Written instruction: Copy the records word for word, from the beginning through the line that contains "(1017, 554)". Leave the pictures out of your copy.

•••

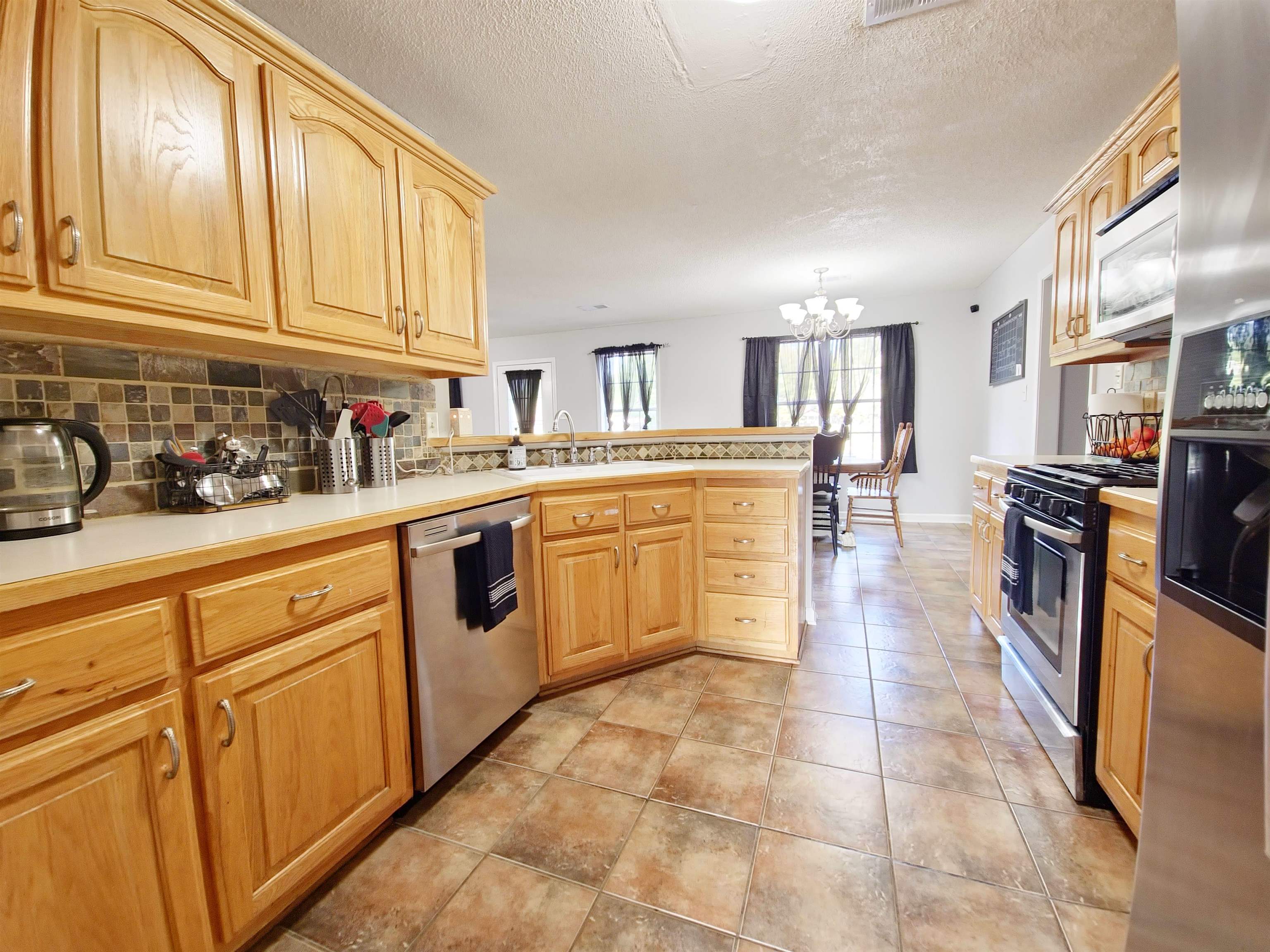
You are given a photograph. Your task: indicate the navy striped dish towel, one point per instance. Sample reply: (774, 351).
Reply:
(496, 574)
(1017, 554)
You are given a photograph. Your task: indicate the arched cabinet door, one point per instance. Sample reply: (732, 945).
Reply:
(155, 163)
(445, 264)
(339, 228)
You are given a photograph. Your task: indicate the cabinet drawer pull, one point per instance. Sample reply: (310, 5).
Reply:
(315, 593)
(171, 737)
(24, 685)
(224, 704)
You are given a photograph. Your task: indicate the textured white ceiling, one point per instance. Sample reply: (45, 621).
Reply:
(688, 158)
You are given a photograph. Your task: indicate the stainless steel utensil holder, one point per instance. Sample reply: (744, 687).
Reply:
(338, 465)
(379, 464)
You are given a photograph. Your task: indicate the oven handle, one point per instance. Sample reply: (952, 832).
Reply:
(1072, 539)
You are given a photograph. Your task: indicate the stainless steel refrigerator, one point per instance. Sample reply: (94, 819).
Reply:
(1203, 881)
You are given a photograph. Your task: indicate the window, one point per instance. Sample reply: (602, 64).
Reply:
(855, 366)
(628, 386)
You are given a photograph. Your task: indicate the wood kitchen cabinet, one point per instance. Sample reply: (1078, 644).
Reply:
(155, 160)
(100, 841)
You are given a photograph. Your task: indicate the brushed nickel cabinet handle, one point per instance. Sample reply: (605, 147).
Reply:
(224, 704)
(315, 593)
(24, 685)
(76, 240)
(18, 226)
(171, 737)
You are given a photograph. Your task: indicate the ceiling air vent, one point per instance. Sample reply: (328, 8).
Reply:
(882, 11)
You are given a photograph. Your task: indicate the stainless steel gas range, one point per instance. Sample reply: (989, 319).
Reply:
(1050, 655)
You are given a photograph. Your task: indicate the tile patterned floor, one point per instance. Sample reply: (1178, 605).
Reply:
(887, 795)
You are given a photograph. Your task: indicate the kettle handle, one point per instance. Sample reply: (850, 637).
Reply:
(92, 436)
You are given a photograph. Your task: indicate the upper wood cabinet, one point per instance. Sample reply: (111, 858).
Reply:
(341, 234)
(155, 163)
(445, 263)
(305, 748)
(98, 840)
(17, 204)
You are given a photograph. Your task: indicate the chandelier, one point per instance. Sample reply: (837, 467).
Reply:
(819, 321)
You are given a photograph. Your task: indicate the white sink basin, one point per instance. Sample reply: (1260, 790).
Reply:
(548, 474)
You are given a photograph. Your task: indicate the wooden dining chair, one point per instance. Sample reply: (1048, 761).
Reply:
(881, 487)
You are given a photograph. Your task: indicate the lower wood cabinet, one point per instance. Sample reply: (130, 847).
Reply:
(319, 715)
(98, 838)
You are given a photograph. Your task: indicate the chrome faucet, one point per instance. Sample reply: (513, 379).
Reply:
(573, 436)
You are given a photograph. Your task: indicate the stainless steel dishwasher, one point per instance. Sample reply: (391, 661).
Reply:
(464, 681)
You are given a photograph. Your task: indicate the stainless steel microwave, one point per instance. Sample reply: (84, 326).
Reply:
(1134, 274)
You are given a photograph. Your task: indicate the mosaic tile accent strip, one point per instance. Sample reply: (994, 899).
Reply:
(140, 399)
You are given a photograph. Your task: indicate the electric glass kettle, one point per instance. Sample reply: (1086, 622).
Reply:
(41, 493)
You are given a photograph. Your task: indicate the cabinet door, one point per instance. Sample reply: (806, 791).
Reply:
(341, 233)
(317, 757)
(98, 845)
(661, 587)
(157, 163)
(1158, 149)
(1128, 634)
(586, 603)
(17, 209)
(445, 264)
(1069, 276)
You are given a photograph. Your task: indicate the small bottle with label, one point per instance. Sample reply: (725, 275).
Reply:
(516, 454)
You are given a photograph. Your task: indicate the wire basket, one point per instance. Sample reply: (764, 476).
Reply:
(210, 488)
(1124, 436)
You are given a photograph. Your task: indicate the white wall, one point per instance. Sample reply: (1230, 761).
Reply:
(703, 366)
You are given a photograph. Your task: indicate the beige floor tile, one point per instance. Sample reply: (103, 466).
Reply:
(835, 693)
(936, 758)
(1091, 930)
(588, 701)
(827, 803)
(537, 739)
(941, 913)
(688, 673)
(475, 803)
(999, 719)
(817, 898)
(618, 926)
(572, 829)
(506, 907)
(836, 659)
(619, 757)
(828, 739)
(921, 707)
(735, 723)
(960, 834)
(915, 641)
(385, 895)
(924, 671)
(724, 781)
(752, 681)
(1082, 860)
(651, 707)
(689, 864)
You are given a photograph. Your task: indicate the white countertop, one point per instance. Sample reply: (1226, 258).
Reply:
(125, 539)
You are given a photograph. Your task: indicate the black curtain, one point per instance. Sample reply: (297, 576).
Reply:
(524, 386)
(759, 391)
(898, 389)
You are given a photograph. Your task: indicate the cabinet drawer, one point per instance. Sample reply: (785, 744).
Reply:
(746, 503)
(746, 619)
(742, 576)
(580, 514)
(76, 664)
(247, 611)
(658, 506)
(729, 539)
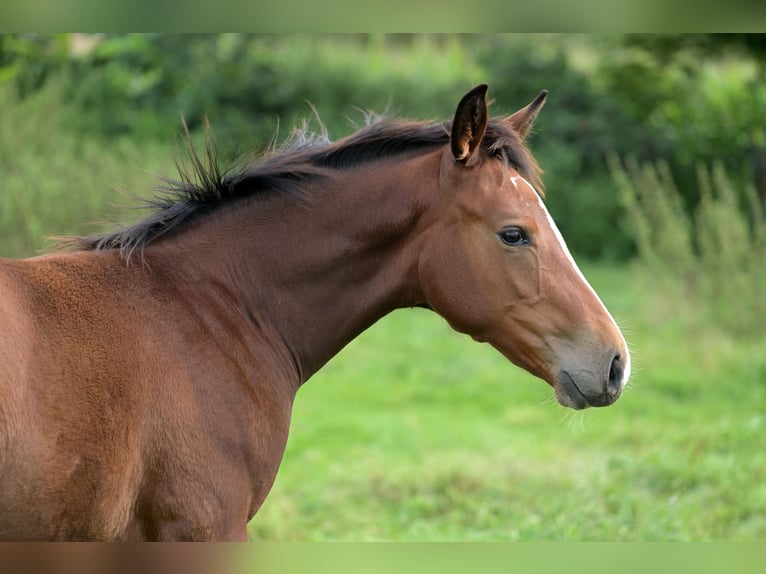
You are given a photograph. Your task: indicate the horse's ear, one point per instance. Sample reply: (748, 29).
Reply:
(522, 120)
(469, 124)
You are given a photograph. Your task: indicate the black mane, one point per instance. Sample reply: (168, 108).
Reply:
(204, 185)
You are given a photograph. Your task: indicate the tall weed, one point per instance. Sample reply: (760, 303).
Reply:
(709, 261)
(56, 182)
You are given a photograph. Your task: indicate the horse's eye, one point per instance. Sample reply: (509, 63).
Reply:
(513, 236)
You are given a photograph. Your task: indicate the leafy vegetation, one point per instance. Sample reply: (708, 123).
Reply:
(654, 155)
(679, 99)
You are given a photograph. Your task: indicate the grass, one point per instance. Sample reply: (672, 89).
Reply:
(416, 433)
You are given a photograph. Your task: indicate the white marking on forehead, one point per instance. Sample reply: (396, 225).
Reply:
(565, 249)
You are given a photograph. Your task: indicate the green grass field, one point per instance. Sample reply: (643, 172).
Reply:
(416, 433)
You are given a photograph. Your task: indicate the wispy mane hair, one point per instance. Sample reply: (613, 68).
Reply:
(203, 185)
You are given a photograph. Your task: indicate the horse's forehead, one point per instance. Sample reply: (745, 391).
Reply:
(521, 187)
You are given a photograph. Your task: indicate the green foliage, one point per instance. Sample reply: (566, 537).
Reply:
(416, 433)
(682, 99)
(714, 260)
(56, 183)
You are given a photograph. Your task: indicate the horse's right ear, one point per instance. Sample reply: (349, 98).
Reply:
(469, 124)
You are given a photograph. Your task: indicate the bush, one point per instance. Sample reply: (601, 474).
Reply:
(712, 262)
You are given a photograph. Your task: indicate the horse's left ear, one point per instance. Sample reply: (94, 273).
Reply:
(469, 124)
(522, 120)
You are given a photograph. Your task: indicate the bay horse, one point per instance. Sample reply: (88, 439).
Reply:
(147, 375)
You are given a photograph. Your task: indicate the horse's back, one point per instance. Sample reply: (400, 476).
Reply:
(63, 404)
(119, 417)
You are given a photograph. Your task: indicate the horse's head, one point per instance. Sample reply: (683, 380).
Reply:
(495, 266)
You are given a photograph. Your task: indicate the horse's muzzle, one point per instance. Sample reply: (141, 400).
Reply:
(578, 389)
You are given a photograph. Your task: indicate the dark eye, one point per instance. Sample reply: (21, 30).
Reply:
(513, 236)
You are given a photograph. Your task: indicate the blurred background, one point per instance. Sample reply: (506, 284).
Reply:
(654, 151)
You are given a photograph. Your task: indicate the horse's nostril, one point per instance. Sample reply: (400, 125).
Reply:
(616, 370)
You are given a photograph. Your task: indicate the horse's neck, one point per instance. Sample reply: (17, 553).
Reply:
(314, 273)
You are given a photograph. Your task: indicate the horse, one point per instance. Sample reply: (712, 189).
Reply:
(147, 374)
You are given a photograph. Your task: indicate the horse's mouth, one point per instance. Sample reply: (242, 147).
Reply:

•••

Exercise result:
You are given a photograph. Your task: indicate the navy striped dish towel, one point per instance. Sample reply: (774, 351).
Reply:
(496, 574)
(1017, 554)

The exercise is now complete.